> _KUTIPAN DOKUMEN_
_ _ _ _ _ _ _

Dalam organisasi, leadership dan followership merupakan dua hal yang tidak bisa dipisahkan. Di satu sisi, leadership memerlukan followership. Jika tanpa follower, maka leader, seorang pemimpin, tidak akan punya arti, karena tidak ada yang dipimpin. Leadership tergantung pada followership, begitu pula sebaliknya, saling berkelindan dan saling mendukung.
Beberapa teori menyebut, leader adalah seseorang yang mempunyai kemampuan untuk mempengaruhi orang lain, dan punya kewenangan manajerial. Leadership memiliki peran untuk memimpin sebuah kelompok guna mencapai tujuan tertentu. Faktor yang mempengaruhi perilaku leadership antara lain adalah leader, followership dan situasi.
Leader, menurut stephen P Robbins dan Mary Coulter (2013) didefinisikan sebagai seseorang yang mempunyai kemampuan mempengaruhi orang lain dan mempunyai kewenangan menejerial. Leadership adalah apa yang dilakukan oleh pemimpin/proses memimpin sebuah kelompok untuk mencapai tujuan. Stoner mendefinisikan leadership ebagai suatu proses pengarahan dan pemberian pengaruh pada kegiatan-kegiatan dari sekelompok anggota yang saling berhubungan.

_ _ _ _ _ _ _

> _ITEM TERSEDIA_
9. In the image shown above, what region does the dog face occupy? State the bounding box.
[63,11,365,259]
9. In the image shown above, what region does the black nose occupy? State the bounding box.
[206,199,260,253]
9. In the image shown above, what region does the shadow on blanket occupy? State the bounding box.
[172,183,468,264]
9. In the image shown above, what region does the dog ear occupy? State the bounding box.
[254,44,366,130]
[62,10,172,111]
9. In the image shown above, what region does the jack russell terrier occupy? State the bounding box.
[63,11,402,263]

_ _ _ _ _ _ _

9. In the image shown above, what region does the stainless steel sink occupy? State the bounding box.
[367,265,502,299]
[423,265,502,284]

_ _ _ _ _ _ _

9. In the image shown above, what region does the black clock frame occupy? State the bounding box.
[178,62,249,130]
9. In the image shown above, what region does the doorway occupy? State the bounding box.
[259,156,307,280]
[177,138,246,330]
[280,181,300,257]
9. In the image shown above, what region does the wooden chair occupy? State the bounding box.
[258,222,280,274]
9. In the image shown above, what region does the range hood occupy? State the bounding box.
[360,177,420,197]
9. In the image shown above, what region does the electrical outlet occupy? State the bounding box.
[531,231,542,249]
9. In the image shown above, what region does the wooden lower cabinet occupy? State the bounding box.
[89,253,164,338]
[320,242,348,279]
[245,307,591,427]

_ _ _ _ _ _ _

> _PETUNJUK PENGERJAAN_
1) Jawab pertanyaan berikut berdasarkan teks tentang leadership dan followership.
(a) Dua hal apa yang disebut tidak bisa dipisahkan dalam organisasi?
(b) Apa saja faktor yang mempengaruhi perilaku leadership?
(c) Menurut Stoner, leadership merupakan proses apa?
2) Mengapa seorang pemimpin tidak punya arti tanpa follower? Jelaskan dalam satu sampai tiga kalimat menurut teks tentang leadership dan followership.
3) Lanjutkan teks tentang leadership dan followership mulai setelah kalimat terakhirnya.

> _HASIL BERURUTAN_
1)
(a) Leadership dan followership.
(b) Leader, followership, dan situasi.
(c) Proses pengarahan dan pemberian pengaruh pada kegiatan-kegiatan dari sekelompok anggota yang saling berhubungan.

2) Tanpa follower, tidak ada yang dipimpin. Karena itu, keberadaan seorang leader tidak punya arti.

3)
Kepemimpinan menyangkut orang lain, yakni dengan bawahan atau pengikut. Kesediaan mereka untuk menerima pengarahan dari pemimpin, para anggota kelompok membantu menentukan status/kedudukan pemimpin dan membuat proses kepemimpinan dapat berjalan. Tanpa bawahan semua kualitas kepemimpinan seorang menejer akan menjadi tidak relevan.
Pemimpin juga menyangkut suatu pembagian kekuasaan yang tidak seimbang di antara para pemimpin dan anggota kelompok. Pemimpin mempunyai wewenang untuk mengarahkan berbagai kegiatan para anggota kelompok, tetapi para anggota kelompok tidak dapat mengarahkan kegiatan kegiatan pemimpin secara langsung. Meskipun dapat juga melalui cara tidak langsung.
Pemimpin dapat menggunakan pengaruh, dengan kata lain para pemimpin tidak hanya dapat memerintah bawahan apa yang harus dilakukan, tetapi juga dapat mempengaruhi bagaimana bawahan dapat melaksanakan perintahnya. Misalnya, seorang leader dapat mengarahkan bawahan untuk melaksanakan tugas tertentu, tetapi dia dapat mempengaruhi bawahan dalam menentukan cara bagaimana tugas itu di laksanakan dengan tepat.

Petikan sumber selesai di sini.